EXERCISE INSTRUCTIONS: Repeat only the lines from the one holding "Where can the cluster" down to the last line of the listing below, including both of those lines.

GIVEN RECORDS:
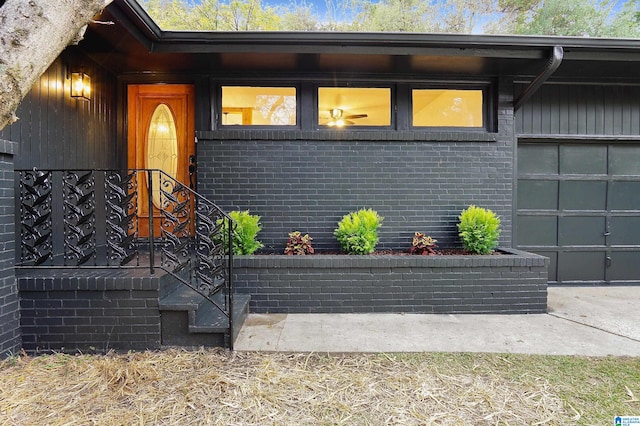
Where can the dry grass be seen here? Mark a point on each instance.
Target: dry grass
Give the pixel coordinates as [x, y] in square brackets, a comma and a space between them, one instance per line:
[177, 387]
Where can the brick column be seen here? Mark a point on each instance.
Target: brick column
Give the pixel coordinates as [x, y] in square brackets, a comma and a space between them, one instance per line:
[10, 336]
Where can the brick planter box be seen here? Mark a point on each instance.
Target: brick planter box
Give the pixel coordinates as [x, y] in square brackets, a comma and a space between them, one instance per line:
[512, 283]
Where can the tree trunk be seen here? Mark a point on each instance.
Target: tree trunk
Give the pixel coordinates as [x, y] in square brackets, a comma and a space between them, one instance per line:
[32, 35]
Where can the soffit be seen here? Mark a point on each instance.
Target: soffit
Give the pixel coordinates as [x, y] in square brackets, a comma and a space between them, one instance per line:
[134, 44]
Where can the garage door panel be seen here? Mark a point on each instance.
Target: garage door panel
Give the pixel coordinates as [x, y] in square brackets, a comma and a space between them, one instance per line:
[538, 230]
[583, 195]
[625, 230]
[625, 266]
[538, 159]
[581, 266]
[624, 160]
[579, 204]
[624, 195]
[538, 194]
[577, 230]
[583, 159]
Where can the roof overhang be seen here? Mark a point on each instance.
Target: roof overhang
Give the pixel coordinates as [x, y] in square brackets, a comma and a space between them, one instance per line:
[136, 44]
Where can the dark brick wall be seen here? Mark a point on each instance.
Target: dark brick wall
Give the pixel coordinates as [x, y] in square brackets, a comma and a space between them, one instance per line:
[419, 181]
[78, 310]
[9, 306]
[507, 284]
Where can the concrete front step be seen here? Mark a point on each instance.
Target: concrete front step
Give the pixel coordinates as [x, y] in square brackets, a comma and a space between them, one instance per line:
[188, 319]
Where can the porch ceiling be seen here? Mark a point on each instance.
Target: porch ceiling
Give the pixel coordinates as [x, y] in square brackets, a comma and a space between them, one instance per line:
[135, 44]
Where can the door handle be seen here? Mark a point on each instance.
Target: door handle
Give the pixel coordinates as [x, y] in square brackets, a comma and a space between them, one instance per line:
[192, 169]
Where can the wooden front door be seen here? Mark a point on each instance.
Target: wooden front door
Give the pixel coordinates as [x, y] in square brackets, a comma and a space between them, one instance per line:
[161, 135]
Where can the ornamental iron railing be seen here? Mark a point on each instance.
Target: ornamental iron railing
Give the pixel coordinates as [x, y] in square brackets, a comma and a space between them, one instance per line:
[100, 219]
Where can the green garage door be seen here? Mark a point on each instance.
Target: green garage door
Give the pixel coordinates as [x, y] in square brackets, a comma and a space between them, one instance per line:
[579, 204]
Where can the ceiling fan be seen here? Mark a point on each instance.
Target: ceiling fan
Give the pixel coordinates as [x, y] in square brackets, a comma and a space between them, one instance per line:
[338, 118]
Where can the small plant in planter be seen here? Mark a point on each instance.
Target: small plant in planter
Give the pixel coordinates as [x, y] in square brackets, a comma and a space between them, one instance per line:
[245, 232]
[479, 229]
[357, 232]
[298, 244]
[423, 245]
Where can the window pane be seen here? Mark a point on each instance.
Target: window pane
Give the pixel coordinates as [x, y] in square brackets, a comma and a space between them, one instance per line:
[447, 108]
[258, 106]
[354, 106]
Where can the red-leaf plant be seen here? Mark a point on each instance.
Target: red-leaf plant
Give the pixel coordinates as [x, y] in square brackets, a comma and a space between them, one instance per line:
[423, 245]
[298, 244]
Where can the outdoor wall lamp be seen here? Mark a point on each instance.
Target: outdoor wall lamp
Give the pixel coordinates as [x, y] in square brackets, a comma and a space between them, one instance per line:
[80, 86]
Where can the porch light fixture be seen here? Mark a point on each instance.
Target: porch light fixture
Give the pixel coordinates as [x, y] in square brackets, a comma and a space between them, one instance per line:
[80, 86]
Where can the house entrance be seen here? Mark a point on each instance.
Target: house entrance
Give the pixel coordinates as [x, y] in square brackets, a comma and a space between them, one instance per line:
[578, 204]
[161, 135]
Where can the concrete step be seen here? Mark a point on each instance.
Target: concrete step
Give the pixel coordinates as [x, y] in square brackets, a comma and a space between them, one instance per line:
[189, 319]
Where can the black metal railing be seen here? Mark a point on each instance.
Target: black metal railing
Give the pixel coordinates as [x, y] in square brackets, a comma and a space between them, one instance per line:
[101, 219]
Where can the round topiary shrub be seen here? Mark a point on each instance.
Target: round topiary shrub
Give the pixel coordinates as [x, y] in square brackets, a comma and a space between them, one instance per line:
[479, 230]
[357, 232]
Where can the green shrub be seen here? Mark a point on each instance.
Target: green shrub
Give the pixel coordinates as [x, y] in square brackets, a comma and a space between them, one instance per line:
[245, 232]
[357, 232]
[479, 229]
[298, 244]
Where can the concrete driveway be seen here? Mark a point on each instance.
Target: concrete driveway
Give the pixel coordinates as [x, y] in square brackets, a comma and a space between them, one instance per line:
[590, 321]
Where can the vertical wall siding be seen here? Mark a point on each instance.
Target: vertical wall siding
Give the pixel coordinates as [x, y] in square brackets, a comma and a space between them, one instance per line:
[55, 131]
[581, 110]
[309, 185]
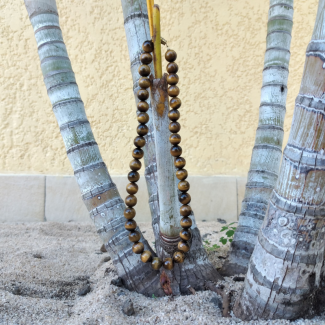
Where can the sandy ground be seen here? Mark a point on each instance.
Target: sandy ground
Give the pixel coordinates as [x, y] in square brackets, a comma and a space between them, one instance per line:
[43, 265]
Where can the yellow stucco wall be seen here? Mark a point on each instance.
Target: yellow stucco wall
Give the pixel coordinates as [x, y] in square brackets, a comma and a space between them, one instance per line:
[220, 46]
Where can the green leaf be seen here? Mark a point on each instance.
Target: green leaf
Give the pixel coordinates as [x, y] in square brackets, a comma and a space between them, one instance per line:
[223, 240]
[230, 233]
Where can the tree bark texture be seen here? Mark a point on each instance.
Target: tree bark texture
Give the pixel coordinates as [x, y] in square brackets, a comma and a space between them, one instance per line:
[285, 270]
[196, 269]
[98, 192]
[267, 151]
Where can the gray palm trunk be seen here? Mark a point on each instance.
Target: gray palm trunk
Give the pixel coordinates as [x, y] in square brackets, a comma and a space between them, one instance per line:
[98, 192]
[286, 269]
[267, 151]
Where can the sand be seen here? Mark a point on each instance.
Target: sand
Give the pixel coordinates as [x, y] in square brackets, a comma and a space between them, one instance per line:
[43, 265]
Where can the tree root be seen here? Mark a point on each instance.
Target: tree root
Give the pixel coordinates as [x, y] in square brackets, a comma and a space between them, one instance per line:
[226, 297]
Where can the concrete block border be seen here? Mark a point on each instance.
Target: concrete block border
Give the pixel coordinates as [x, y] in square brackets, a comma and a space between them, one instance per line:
[35, 198]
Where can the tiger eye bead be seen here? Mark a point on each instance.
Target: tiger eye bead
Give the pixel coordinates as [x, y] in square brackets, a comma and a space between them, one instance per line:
[172, 67]
[174, 115]
[168, 263]
[170, 56]
[156, 263]
[146, 257]
[185, 234]
[175, 103]
[176, 151]
[139, 142]
[175, 139]
[173, 91]
[129, 213]
[130, 225]
[183, 246]
[135, 164]
[143, 94]
[183, 186]
[186, 222]
[143, 106]
[132, 188]
[147, 46]
[144, 70]
[179, 257]
[138, 248]
[133, 176]
[142, 129]
[144, 82]
[143, 118]
[180, 162]
[146, 58]
[184, 198]
[181, 174]
[134, 236]
[185, 210]
[172, 79]
[137, 153]
[174, 127]
[131, 201]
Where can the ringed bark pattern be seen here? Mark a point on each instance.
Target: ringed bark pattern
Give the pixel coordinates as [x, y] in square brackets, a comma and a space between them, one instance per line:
[286, 268]
[267, 151]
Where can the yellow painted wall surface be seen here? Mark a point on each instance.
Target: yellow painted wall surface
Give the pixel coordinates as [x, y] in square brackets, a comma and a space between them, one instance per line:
[220, 46]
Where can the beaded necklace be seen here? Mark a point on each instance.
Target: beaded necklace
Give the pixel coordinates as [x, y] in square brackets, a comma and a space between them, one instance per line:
[176, 151]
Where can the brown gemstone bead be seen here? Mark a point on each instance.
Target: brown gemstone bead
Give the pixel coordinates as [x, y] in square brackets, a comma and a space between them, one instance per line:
[143, 94]
[186, 222]
[138, 248]
[146, 257]
[184, 198]
[179, 257]
[176, 151]
[142, 129]
[175, 139]
[172, 79]
[185, 234]
[183, 246]
[143, 118]
[146, 58]
[144, 70]
[143, 106]
[137, 153]
[156, 263]
[130, 225]
[184, 186]
[129, 213]
[174, 114]
[139, 142]
[144, 82]
[147, 46]
[174, 127]
[175, 103]
[134, 236]
[135, 164]
[185, 210]
[168, 263]
[180, 162]
[133, 176]
[170, 56]
[132, 188]
[131, 201]
[173, 91]
[181, 174]
[172, 67]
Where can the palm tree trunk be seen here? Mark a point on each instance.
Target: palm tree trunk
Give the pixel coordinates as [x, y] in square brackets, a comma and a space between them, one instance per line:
[284, 272]
[98, 192]
[196, 269]
[267, 151]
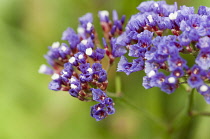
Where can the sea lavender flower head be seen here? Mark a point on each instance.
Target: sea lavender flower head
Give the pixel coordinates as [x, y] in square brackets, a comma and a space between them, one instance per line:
[147, 40]
[76, 64]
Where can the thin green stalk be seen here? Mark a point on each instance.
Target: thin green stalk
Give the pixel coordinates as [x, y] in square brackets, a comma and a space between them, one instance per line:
[191, 102]
[118, 85]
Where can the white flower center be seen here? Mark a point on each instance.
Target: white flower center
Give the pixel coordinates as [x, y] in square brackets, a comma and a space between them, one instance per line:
[84, 42]
[55, 76]
[55, 45]
[156, 5]
[64, 72]
[89, 26]
[89, 51]
[203, 88]
[72, 80]
[104, 13]
[42, 68]
[72, 60]
[81, 56]
[90, 70]
[63, 48]
[73, 86]
[80, 30]
[151, 73]
[149, 17]
[171, 80]
[173, 16]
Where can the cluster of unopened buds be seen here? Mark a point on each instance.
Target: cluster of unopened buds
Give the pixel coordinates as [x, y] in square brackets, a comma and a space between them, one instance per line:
[158, 39]
[77, 64]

EXERCISE RESPONSE:
Where can the cluster of unopened buds be seen here? Mark a point on each instance.
Target: cluster of unopened buds
Give the pixel coordinates as [x, y] in square brackets, a comma and a space between them, one instance per line:
[158, 39]
[77, 64]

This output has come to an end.